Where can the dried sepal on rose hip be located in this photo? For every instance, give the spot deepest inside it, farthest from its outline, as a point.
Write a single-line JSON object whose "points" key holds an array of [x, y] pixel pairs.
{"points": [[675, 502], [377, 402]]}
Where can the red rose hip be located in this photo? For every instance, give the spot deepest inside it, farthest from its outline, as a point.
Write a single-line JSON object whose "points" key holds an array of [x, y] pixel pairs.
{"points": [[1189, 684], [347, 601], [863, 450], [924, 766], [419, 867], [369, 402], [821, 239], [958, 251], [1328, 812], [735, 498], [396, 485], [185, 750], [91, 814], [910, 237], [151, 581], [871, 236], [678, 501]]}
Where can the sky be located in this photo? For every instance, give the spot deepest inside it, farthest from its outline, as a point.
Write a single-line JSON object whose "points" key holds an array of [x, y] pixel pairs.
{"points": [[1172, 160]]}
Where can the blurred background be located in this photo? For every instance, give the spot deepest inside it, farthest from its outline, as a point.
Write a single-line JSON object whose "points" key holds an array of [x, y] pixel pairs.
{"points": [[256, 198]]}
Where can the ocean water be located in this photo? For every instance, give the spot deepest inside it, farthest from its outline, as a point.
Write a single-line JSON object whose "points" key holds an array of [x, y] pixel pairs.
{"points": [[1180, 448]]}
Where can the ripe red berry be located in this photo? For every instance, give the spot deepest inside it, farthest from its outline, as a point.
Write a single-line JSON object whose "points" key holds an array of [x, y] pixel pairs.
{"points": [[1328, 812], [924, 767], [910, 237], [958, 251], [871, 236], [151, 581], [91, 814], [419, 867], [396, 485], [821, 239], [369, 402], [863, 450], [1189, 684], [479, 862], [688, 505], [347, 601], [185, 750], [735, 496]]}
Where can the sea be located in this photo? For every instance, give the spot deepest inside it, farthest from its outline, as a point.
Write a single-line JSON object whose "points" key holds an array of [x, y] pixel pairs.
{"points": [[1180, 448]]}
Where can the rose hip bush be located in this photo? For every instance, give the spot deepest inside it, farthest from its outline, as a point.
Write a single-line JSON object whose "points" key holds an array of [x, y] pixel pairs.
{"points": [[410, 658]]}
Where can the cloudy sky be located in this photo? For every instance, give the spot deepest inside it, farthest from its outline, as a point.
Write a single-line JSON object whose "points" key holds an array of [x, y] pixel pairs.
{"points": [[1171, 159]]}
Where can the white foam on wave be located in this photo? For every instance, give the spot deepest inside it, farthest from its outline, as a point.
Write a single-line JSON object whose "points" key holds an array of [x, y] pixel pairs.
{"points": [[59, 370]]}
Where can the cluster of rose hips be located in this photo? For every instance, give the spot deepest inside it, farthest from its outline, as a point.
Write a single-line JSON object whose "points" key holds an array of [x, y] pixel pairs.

# Set exercise
Reproduce each item above word for word, keeping every line in its original order.

# Exercise solution
Where can the dried sepal on rose hip be located in this photo? For every instance, give the spot deepest inside it, farthest from its outline, as a point.
Write a single-line JSON object whose "points" key holds an array of [x, y] pixel pairs.
{"points": [[675, 502], [377, 402]]}
Where can the red rose hip be located in this photo? For every instance, give the spot deepest inside it, farthest from its outline, as a point.
Write a single-line JSON object whose "points" key holds an array of [x, y] pixel pairs.
{"points": [[1189, 684], [347, 601], [863, 450], [924, 766], [419, 867], [369, 402], [821, 239], [958, 251], [1328, 812], [735, 498], [396, 485], [185, 750], [91, 814], [910, 237], [151, 581], [871, 236], [678, 501]]}
Where can the sky be located in this photo? For every instance, give the spot deepest inside it, farthest from its outline, as a point.
Write a single-line JSON object whose "points" key holds an array of [x, y] pixel pairs.
{"points": [[1172, 160]]}
Where can the blurred background be located in this photo? For every instance, give the spot deepest inside it, farthest from its outline, as a point.
Write a single-line JSON object whose "points" key holds an array of [x, y] pixel pairs.
{"points": [[256, 198]]}
Where can the ocean water be located in this photo? For every instance, give the spot deepest inside it, farthest from its outline, as a point.
Write a single-line JSON object whose "points" key holds an array of [x, y] pixel pairs.
{"points": [[1180, 448]]}
Where can the ripe red berry be located in this photo? For every instance, give the spot deepest inside it, farthest from its outline, as a point.
Write a single-line JSON object whose "points" key holds an array of [x, y] pixel pairs.
{"points": [[1328, 812], [924, 767], [910, 237], [958, 251], [871, 236], [151, 581], [91, 814], [419, 867], [396, 485], [821, 239], [369, 402], [863, 450], [1189, 684], [479, 862], [688, 505], [347, 601], [185, 750], [735, 496]]}
Where can the sea be located in this photo? For every instance, give the spot deepest inside it, farthest from its outline, as a point.
Write a single-line JSON object whose "points" key holds an array of [x, y] pixel pairs.
{"points": [[1180, 448]]}
Where can the rose hip bush be located in this photo? For every instance, give the spot deepest inside it, farthest from its outline, as a point.
Write a single-line JSON object whose "points" key holds an array of [x, y] pixel pairs.
{"points": [[410, 658]]}
Where can the cloudy sky be located in this photo? For every instance, give the spot deepest inside it, farthest from its outline, as a point.
Write a single-line JSON object whose "points" key holds an array of [x, y] pixel pairs.
{"points": [[1171, 159]]}
Where can the white foam on wave be located in this photo? For every instance, give the spot deepest inside it, farthest from its outline, as a point.
Write a single-line JSON object whose "points" key holds an array of [x, y] pixel pairs.
{"points": [[59, 370]]}
Where can the cluster of rose hips be located in this photo? For every instance, give the spot deepest inside it, farthest from its outline, as a point.
Write a single-line JSON object whose "points" key holds an array of [x, y] pixel pairs.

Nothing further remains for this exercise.